Report only the number of lines in the records that contain the word "pants".

| Stored dataset items |
▼▼▼

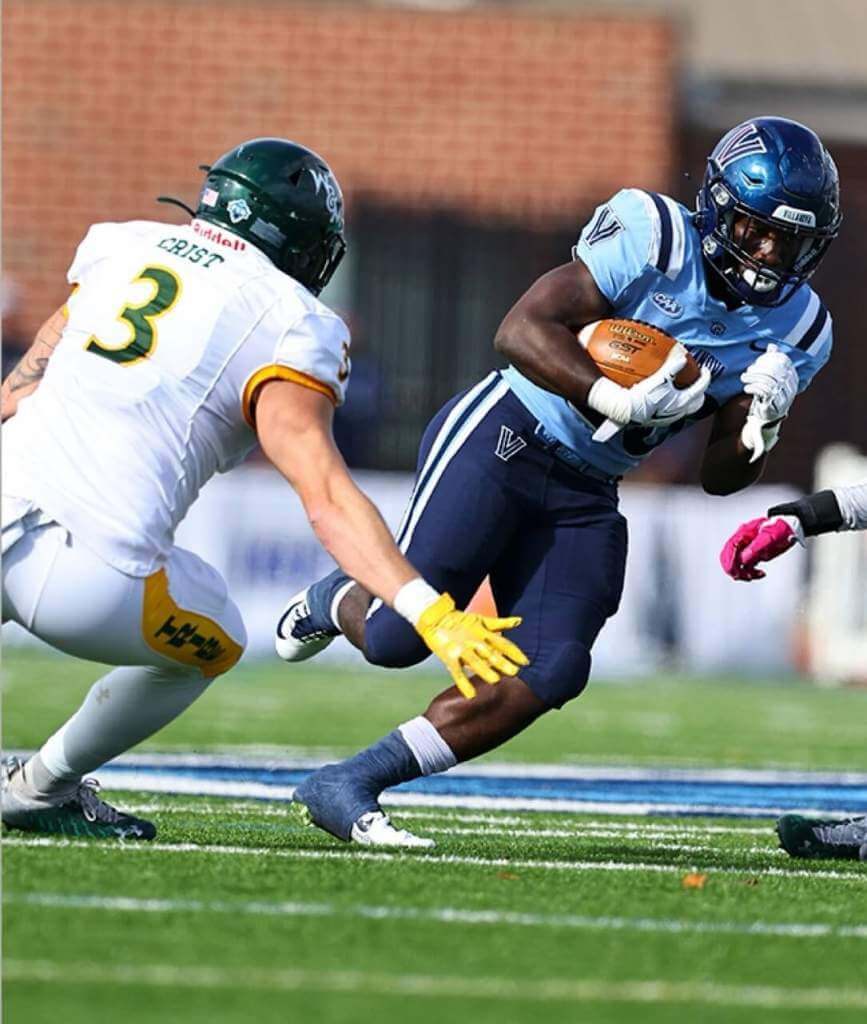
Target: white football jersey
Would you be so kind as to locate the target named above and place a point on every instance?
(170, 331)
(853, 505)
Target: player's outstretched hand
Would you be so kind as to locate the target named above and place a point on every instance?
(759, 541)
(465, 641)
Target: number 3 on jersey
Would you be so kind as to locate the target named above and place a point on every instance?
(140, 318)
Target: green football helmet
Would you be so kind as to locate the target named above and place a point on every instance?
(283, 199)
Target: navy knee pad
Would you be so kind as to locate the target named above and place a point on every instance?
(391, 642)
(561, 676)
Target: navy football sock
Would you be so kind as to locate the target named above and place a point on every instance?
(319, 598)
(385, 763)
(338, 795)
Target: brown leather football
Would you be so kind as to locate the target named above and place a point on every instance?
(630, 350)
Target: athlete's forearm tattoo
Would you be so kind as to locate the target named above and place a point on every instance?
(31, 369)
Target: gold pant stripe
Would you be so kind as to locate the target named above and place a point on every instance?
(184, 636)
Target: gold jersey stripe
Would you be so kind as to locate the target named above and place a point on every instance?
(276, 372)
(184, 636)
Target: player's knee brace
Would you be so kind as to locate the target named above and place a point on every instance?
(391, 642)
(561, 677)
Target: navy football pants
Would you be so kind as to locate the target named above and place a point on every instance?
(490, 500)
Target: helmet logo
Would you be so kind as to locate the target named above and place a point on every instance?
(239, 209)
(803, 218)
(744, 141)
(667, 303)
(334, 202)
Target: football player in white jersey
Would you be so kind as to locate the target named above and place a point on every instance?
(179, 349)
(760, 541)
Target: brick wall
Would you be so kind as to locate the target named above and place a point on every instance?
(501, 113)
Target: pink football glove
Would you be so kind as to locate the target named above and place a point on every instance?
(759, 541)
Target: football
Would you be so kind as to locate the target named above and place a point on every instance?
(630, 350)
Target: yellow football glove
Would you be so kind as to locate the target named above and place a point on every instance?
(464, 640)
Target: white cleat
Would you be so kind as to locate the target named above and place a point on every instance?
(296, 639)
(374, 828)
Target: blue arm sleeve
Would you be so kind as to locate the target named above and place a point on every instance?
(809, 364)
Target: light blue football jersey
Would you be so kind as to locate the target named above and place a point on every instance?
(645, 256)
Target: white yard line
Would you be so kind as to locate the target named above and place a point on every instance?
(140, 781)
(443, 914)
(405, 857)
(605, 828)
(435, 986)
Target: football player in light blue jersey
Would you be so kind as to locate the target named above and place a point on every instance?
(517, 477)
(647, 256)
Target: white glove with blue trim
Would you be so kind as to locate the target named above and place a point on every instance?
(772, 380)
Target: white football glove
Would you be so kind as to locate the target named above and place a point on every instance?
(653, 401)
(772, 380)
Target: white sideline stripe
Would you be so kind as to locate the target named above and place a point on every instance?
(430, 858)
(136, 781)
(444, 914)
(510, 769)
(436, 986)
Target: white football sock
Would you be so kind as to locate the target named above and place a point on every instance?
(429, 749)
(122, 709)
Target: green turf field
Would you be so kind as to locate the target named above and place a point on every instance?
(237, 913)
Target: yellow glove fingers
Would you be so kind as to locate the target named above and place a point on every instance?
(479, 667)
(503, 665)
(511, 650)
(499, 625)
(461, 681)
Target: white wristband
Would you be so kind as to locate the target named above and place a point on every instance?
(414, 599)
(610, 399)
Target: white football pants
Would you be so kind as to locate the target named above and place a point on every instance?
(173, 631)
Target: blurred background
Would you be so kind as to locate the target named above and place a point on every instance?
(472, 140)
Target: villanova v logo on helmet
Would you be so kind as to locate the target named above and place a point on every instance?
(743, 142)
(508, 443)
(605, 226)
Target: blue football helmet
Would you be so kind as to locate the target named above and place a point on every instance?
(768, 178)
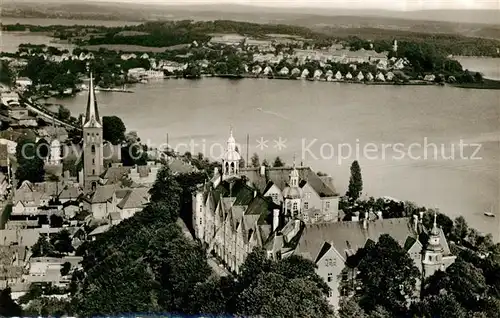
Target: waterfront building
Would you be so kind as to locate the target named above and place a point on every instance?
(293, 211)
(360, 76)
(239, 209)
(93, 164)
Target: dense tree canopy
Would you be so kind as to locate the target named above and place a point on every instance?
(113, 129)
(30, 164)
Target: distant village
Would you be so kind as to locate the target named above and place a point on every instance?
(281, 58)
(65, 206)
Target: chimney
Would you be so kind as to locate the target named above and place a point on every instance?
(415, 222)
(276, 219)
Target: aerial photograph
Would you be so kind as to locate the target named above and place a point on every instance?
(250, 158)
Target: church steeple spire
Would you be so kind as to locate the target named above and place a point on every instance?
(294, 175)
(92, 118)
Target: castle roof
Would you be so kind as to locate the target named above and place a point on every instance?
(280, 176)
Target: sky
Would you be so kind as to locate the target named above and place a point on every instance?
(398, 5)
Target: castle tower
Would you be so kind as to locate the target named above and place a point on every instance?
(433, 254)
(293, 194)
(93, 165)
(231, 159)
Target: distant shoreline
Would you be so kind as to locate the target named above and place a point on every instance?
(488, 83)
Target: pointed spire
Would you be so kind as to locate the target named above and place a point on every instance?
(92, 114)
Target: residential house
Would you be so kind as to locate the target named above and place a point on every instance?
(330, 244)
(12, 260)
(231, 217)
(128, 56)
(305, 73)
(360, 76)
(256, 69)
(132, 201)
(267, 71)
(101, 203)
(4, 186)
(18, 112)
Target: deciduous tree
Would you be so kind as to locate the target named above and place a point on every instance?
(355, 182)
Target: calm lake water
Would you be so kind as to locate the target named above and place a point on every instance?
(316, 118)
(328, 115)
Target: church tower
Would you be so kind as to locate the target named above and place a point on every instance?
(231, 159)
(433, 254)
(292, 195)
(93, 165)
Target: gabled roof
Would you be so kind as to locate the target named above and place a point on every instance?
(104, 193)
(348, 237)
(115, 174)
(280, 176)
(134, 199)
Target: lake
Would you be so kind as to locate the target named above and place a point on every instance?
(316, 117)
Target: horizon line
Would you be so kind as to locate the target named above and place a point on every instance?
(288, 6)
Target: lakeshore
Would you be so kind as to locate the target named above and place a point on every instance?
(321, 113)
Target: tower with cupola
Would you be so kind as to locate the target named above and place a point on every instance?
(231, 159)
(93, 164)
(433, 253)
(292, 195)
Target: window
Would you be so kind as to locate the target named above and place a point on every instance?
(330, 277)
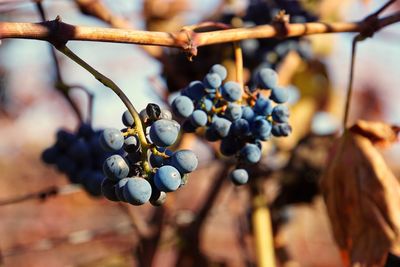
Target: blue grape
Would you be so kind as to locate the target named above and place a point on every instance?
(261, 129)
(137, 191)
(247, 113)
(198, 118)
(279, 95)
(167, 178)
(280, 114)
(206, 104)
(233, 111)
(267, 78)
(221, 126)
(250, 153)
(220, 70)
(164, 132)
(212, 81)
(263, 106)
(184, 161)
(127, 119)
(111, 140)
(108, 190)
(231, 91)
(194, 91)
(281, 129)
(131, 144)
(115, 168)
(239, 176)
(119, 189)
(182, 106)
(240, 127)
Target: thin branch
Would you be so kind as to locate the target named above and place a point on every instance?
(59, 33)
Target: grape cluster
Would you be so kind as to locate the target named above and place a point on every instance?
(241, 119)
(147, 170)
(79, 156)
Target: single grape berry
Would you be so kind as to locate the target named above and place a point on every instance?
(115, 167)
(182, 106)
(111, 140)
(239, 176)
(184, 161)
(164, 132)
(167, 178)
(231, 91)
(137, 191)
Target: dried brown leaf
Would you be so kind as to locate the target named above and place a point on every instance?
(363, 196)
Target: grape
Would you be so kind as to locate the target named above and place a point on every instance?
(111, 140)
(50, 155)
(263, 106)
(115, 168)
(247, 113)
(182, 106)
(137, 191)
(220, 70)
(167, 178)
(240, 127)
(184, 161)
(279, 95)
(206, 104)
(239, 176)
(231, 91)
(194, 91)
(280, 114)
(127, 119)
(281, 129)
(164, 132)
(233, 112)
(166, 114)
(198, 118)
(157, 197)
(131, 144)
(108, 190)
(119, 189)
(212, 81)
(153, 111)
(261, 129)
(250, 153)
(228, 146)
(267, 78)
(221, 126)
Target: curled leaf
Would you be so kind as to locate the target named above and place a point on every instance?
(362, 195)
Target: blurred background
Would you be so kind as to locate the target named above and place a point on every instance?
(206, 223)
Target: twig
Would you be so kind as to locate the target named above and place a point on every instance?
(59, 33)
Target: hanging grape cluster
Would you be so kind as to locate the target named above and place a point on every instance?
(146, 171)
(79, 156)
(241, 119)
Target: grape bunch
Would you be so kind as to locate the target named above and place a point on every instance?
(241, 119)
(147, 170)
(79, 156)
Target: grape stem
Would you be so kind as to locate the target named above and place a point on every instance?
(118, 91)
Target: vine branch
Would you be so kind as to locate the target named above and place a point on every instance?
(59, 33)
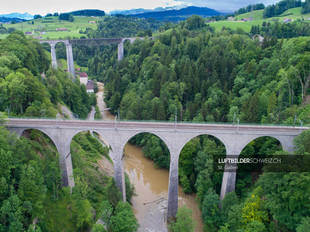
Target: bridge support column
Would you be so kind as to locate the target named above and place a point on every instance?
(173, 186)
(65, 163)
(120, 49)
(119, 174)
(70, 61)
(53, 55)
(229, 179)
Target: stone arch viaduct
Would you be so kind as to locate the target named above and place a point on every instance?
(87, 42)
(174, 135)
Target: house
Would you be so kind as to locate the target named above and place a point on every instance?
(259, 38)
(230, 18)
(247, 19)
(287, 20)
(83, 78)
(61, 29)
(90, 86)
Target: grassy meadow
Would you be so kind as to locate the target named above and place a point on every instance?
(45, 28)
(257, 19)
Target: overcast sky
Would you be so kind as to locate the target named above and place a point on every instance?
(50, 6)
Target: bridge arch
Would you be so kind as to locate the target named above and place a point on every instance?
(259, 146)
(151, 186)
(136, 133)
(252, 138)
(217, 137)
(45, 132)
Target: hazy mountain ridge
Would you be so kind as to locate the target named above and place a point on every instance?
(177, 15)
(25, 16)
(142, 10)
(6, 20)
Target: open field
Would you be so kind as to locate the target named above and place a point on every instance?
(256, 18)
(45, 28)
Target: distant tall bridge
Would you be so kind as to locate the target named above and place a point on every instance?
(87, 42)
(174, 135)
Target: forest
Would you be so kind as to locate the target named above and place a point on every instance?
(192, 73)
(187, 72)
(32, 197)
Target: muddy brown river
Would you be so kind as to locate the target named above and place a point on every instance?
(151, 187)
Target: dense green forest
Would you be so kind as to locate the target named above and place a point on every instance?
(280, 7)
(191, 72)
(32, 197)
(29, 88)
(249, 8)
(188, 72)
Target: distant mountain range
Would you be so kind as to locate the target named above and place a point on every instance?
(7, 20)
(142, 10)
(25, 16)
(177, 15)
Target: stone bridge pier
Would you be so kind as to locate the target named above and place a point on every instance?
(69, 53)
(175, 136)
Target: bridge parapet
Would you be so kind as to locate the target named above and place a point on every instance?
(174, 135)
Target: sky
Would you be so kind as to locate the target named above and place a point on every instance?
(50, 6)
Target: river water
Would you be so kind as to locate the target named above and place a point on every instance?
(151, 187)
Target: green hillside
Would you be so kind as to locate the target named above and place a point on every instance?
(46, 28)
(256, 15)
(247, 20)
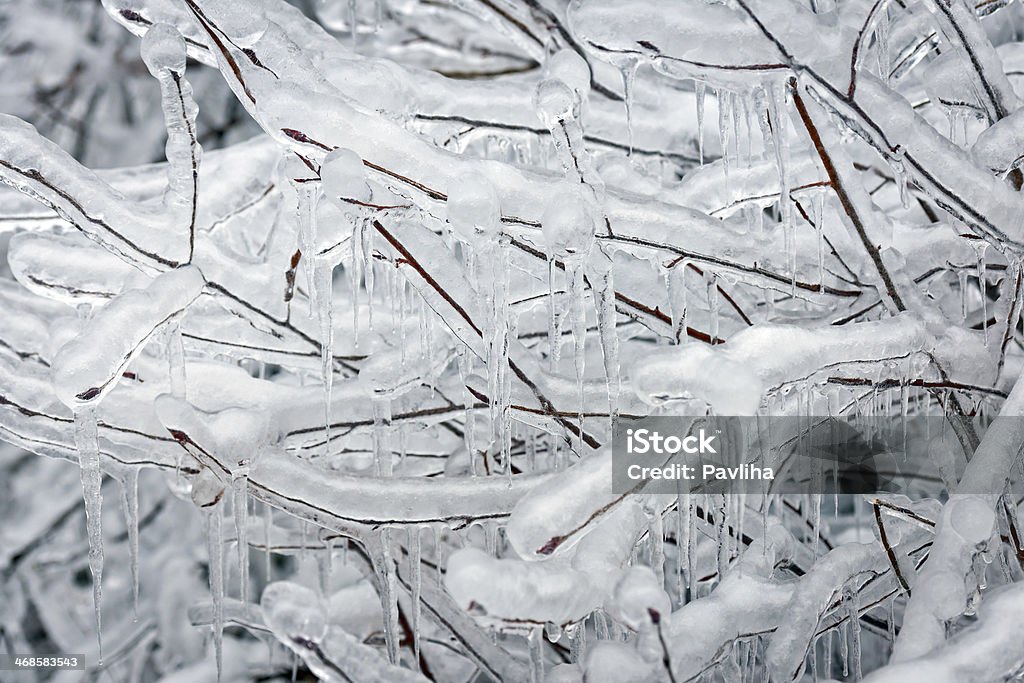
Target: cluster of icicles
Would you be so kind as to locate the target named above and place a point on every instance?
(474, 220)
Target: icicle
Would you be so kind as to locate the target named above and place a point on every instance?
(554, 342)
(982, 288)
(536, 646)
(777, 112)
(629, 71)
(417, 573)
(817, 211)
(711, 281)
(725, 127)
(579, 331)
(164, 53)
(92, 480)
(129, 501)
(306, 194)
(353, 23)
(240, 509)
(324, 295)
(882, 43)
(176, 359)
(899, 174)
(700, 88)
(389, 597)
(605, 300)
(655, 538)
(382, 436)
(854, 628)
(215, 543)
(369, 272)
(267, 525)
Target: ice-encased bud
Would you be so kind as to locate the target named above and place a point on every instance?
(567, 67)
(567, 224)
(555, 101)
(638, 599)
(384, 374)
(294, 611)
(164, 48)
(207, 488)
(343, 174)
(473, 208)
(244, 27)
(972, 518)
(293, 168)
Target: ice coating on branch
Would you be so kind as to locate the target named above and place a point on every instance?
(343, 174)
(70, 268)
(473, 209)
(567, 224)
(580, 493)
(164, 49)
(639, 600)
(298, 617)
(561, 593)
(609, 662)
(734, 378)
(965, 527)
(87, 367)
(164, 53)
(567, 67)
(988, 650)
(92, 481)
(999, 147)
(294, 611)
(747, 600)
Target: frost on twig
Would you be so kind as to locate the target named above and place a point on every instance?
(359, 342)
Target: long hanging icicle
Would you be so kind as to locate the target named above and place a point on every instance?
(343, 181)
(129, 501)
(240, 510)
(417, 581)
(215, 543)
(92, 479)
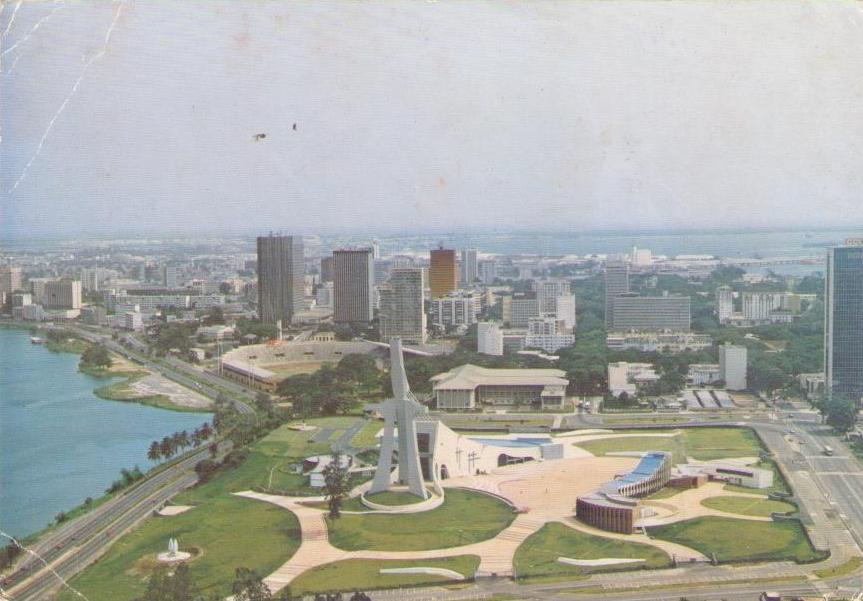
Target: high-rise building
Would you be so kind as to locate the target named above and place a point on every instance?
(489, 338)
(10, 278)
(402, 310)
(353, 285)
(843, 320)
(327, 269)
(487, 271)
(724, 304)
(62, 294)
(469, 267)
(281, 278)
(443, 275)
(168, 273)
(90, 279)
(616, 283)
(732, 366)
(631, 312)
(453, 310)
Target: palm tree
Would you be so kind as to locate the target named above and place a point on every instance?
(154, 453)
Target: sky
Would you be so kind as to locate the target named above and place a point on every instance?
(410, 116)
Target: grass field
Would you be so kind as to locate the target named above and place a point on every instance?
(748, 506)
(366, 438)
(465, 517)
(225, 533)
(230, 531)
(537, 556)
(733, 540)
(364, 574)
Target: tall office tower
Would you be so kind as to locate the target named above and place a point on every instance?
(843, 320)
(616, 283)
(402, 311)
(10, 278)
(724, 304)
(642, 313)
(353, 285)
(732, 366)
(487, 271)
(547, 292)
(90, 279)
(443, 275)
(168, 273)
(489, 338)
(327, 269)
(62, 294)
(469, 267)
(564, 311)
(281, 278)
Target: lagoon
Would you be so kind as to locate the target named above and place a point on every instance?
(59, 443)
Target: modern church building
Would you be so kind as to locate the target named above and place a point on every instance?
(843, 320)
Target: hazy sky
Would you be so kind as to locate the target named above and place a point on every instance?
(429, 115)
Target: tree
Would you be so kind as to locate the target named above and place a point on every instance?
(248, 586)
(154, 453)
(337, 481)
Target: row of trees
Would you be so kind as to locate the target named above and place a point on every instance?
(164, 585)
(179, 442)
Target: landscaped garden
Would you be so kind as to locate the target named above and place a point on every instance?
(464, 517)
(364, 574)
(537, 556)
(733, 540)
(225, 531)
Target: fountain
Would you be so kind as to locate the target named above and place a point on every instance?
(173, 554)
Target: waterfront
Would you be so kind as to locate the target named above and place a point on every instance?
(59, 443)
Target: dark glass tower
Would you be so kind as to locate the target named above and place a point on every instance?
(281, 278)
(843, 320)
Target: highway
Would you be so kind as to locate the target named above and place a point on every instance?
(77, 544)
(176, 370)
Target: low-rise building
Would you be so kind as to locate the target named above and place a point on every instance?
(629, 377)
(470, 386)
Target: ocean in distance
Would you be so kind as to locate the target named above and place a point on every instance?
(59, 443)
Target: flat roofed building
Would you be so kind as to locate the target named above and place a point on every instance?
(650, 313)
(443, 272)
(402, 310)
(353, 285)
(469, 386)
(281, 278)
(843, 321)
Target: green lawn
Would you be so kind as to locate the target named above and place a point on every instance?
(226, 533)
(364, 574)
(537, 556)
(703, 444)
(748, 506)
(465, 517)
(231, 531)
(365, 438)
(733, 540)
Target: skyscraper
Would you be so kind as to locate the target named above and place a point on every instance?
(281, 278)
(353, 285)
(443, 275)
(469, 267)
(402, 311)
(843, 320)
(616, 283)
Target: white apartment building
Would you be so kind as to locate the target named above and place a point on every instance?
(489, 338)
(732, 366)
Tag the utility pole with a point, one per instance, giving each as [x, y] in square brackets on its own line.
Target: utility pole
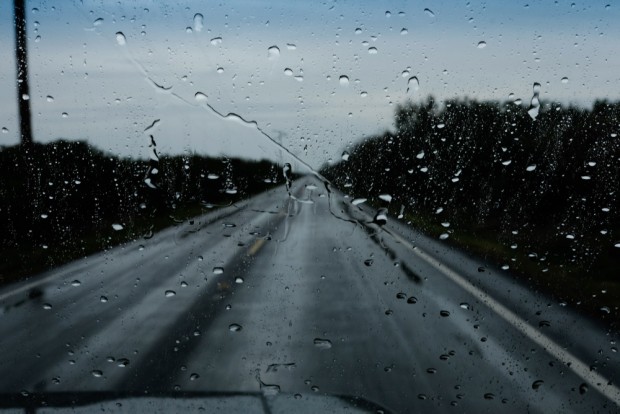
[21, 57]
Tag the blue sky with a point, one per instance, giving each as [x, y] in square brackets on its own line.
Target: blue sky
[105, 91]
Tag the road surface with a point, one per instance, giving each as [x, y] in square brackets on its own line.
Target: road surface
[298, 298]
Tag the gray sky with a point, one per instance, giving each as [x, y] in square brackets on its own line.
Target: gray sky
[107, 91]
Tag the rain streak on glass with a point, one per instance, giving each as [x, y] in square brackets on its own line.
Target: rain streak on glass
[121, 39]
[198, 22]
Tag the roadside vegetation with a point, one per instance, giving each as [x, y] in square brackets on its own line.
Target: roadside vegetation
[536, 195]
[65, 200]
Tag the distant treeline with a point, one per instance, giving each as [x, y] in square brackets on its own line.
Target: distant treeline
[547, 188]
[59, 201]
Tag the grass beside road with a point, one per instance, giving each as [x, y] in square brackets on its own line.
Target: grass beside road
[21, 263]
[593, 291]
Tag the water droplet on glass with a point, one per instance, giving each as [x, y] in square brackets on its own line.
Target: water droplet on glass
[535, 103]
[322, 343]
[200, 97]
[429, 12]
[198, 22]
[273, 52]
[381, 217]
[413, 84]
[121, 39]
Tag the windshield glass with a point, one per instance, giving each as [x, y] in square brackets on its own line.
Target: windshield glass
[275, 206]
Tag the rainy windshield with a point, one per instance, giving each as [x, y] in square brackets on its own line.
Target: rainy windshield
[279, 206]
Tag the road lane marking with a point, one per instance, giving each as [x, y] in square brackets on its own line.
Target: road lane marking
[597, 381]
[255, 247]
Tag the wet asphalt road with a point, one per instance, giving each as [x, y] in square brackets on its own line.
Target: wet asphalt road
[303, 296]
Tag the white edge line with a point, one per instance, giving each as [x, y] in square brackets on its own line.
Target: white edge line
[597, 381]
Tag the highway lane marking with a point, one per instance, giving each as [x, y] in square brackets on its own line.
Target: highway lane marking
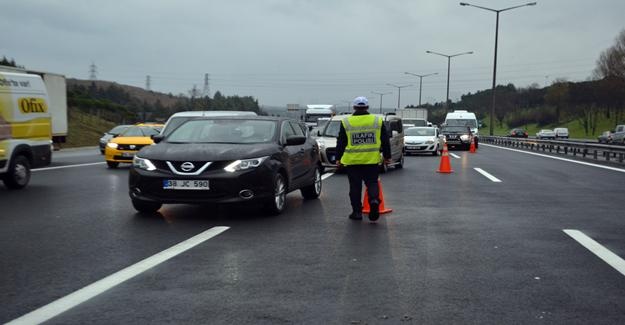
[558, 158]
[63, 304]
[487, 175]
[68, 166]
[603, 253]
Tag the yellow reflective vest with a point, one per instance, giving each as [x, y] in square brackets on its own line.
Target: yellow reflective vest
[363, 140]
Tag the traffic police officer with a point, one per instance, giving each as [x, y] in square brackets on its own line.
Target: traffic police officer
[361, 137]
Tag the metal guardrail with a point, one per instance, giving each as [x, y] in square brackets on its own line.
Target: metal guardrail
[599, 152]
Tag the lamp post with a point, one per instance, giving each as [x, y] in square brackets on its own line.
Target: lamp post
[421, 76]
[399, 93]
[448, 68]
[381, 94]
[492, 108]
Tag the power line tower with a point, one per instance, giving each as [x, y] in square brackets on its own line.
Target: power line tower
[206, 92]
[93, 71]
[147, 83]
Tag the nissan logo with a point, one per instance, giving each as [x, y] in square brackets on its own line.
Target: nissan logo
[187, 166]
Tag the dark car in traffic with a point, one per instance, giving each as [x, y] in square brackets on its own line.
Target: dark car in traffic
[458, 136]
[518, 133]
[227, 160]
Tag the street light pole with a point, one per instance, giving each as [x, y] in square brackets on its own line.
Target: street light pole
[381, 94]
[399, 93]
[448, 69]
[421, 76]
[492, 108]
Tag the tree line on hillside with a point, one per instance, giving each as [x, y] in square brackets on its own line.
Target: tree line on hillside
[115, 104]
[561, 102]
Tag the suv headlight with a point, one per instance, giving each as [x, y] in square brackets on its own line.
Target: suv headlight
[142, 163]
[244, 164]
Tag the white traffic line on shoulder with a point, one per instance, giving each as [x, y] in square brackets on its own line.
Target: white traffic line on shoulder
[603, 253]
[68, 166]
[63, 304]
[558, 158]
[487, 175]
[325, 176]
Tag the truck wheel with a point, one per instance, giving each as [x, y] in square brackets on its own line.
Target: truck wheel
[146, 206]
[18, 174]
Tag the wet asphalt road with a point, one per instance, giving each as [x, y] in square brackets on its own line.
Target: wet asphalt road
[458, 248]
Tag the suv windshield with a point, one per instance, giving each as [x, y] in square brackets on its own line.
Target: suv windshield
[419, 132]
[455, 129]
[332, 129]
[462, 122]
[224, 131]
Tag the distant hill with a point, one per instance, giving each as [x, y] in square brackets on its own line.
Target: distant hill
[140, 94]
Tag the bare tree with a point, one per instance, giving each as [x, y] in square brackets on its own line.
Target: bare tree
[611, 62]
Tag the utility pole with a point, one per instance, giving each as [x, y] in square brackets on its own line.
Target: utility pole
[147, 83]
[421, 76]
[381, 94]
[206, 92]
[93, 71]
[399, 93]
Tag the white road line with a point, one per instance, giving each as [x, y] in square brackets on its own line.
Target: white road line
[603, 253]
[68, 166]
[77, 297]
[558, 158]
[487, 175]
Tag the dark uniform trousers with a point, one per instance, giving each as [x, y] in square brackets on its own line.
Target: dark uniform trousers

▲▲▲

| Finished task |
2